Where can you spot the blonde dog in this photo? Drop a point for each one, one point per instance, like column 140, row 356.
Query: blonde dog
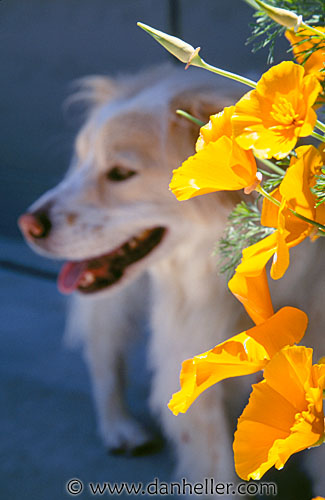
column 131, row 247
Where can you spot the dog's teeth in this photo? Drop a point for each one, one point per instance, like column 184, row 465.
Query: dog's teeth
column 133, row 243
column 87, row 279
column 144, row 235
column 120, row 252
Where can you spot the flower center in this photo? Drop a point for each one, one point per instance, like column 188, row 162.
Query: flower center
column 283, row 112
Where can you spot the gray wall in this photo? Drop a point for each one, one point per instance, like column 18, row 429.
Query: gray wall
column 46, row 44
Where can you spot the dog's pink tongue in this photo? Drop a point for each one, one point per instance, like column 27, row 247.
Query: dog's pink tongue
column 70, row 275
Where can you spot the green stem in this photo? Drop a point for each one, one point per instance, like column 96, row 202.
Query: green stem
column 262, row 191
column 318, row 136
column 190, row 117
column 313, row 30
column 200, row 63
column 272, row 166
column 320, row 126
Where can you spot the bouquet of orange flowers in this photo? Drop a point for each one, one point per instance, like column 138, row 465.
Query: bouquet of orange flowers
column 265, row 125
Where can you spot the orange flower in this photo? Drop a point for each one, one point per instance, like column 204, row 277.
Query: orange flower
column 252, row 290
column 219, row 163
column 281, row 418
column 294, row 192
column 247, row 352
column 270, row 118
column 249, row 283
column 316, row 61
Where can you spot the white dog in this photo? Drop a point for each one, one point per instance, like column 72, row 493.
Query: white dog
column 132, row 246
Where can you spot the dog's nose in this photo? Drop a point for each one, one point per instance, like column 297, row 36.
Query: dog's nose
column 36, row 225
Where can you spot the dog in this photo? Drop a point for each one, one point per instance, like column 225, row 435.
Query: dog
column 132, row 247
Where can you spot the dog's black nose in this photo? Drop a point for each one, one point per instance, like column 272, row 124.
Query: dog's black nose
column 35, row 225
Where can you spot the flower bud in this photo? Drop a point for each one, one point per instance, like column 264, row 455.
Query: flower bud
column 281, row 16
column 180, row 49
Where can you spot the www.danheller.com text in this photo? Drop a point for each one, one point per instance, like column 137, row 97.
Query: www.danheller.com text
column 156, row 487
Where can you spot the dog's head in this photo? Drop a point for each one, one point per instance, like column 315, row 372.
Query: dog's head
column 113, row 215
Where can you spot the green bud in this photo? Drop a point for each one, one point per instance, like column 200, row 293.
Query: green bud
column 281, row 16
column 180, row 49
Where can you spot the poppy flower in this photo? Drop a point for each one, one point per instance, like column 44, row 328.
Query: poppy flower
column 304, row 41
column 294, row 193
column 270, row 119
column 219, row 163
column 281, row 418
column 247, row 352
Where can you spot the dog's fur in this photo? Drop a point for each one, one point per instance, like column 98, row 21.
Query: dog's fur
column 132, row 123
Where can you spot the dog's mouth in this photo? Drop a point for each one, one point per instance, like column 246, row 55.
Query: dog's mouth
column 92, row 275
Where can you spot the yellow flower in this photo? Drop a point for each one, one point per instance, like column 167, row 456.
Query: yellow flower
column 281, row 418
column 252, row 290
column 249, row 283
column 270, row 118
column 219, row 163
column 316, row 61
column 247, row 352
column 294, row 193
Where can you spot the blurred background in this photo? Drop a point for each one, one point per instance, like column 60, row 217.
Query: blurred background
column 47, row 422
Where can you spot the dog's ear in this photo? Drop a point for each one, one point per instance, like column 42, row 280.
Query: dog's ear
column 93, row 91
column 199, row 103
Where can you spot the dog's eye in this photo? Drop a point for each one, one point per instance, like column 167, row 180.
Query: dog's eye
column 119, row 173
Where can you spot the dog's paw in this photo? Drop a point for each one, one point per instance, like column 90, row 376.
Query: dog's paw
column 128, row 437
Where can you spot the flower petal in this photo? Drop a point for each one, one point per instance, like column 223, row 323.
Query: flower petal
column 278, row 421
column 245, row 353
column 213, row 168
column 253, row 292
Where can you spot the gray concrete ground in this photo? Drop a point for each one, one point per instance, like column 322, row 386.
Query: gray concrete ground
column 48, row 432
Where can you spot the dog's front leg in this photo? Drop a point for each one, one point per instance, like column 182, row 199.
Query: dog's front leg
column 107, row 324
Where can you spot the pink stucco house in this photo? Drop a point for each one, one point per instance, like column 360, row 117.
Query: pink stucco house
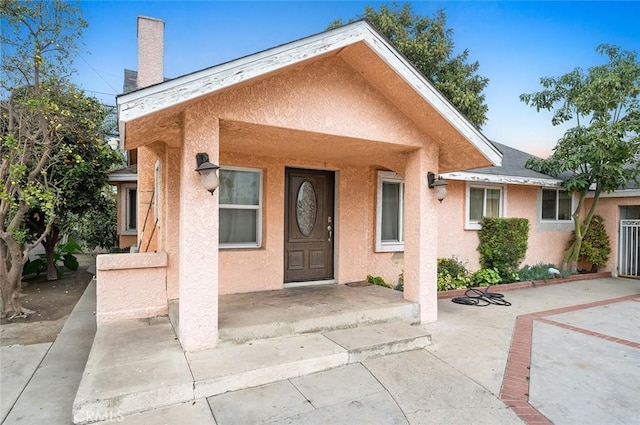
column 325, row 147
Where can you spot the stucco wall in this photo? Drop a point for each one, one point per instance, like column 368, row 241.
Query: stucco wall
column 547, row 241
column 257, row 269
column 130, row 286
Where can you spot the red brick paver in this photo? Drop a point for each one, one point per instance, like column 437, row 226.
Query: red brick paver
column 515, row 384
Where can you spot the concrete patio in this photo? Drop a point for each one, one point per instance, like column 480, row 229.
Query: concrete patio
column 265, row 337
column 304, row 309
column 582, row 348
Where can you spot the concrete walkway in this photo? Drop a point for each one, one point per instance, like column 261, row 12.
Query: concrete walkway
column 40, row 381
column 582, row 340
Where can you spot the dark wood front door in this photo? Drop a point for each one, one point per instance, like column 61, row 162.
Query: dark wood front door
column 308, row 242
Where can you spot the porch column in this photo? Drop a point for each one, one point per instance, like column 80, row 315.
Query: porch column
column 421, row 235
column 198, row 248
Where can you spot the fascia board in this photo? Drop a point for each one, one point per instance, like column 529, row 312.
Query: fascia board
column 182, row 89
column 501, row 179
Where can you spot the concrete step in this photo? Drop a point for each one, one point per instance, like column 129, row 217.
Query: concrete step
column 136, row 366
column 236, row 367
column 404, row 312
column 379, row 340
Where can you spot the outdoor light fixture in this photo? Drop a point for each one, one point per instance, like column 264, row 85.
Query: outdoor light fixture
column 439, row 185
column 208, row 177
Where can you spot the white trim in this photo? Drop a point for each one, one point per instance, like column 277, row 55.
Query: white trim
column 155, row 98
column 501, row 179
column 389, row 176
column 123, row 178
column 124, row 209
column 623, row 193
column 258, row 208
column 475, row 225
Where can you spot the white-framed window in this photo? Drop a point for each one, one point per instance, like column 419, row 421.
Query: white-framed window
column 390, row 212
column 129, row 209
column 240, row 207
column 483, row 201
column 557, row 205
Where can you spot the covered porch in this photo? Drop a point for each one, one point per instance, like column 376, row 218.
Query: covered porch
column 305, row 309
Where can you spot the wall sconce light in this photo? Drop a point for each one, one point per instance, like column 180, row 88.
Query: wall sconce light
column 439, row 185
column 208, row 176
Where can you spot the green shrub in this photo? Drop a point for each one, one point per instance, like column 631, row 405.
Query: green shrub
column 63, row 254
column 377, row 280
column 452, row 274
column 486, row 277
column 503, row 245
column 595, row 247
column 540, row 271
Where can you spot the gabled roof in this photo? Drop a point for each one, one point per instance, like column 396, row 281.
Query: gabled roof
column 152, row 99
column 512, row 171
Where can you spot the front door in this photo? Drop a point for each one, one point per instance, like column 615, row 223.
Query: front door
column 308, row 242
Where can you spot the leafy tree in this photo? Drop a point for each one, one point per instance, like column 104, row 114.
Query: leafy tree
column 80, row 175
column 38, row 44
column 428, row 44
column 602, row 150
column 97, row 228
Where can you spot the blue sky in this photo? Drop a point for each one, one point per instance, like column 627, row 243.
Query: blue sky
column 516, row 43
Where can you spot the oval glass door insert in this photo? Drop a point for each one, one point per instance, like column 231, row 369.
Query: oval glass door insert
column 306, row 208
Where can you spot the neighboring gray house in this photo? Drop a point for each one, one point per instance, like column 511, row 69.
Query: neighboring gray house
column 511, row 190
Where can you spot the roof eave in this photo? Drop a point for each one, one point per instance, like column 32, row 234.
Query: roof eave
column 155, row 98
column 502, row 179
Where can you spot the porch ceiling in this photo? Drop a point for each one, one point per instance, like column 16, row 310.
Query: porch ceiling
column 253, row 139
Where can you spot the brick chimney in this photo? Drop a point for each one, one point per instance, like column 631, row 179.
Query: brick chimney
column 150, row 51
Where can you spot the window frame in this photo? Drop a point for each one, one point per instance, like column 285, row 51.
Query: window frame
column 125, row 218
column 473, row 224
column 557, row 191
column 389, row 246
column 258, row 208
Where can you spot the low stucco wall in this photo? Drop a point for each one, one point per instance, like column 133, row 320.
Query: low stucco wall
column 131, row 286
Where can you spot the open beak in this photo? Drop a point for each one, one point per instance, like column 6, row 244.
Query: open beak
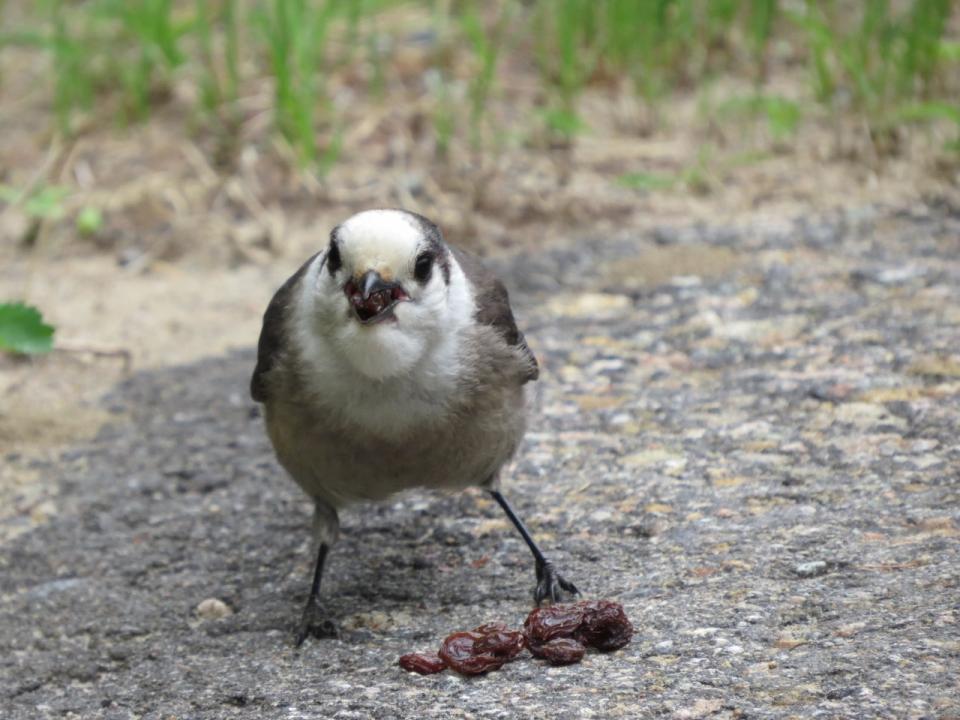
column 373, row 298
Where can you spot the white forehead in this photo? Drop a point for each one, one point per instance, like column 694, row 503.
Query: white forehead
column 384, row 240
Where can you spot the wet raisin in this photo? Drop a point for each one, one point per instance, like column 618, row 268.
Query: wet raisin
column 562, row 651
column 459, row 652
column 502, row 643
column 423, row 663
column 605, row 625
column 545, row 624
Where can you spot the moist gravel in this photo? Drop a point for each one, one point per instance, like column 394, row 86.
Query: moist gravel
column 755, row 452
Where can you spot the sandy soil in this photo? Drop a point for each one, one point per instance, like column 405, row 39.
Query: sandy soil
column 194, row 243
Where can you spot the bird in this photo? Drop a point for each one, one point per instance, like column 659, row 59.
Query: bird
column 391, row 360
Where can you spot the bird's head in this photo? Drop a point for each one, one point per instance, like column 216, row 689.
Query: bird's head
column 382, row 292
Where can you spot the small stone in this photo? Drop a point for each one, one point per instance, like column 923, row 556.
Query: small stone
column 212, row 609
column 815, row 568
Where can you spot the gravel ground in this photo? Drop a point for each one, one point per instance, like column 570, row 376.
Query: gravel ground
column 757, row 456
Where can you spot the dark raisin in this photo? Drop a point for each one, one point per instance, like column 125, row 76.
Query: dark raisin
column 545, row 624
column 605, row 625
column 458, row 652
column 490, row 627
column 423, row 663
column 502, row 643
column 562, row 651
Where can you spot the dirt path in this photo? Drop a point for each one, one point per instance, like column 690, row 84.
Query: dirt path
column 746, row 436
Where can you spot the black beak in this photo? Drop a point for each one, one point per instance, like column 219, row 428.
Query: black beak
column 371, row 283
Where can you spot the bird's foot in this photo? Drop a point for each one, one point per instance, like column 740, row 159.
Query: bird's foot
column 552, row 586
column 315, row 622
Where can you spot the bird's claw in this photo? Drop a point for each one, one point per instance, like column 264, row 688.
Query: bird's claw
column 552, row 586
column 315, row 622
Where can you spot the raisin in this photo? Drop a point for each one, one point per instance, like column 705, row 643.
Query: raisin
column 601, row 624
column 502, row 643
column 423, row 663
column 459, row 652
column 545, row 624
column 562, row 651
column 487, row 628
column 605, row 625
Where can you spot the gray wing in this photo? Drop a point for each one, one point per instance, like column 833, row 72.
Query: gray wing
column 273, row 334
column 493, row 306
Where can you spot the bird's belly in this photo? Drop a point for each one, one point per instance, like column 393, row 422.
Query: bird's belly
column 341, row 466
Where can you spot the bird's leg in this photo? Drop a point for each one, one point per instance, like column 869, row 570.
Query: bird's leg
column 550, row 584
column 314, row 620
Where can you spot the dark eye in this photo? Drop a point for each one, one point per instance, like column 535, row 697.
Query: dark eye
column 421, row 271
column 333, row 258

§

*Exercise*:
The lines above from the one with "Query: wall sconce light" through the one with "Where can you spot the leafy" are to be duplicated exactly, ends included, with nothing added.

*Result of the task*:
Query: wall sconce light
column 439, row 185
column 208, row 176
Where can you spot the green shrub in this photo? Drop a point for each one, one point per instance, like column 631, row 405.
Query: green shrub
column 63, row 254
column 377, row 280
column 452, row 274
column 486, row 277
column 503, row 245
column 595, row 247
column 540, row 271
Where can you spot the gabled roof in this photo? Drop a point for each one, one point per instance, like column 396, row 281.
Query: gabled roof
column 152, row 99
column 512, row 171
Where can you spot the front door in this photo? Drop a point for each one, one point per instance, like column 615, row 223.
Query: front door
column 308, row 242
Where can you spot the leafy tree in this photo? Drop a point for each one, one point per instance, like column 104, row 114.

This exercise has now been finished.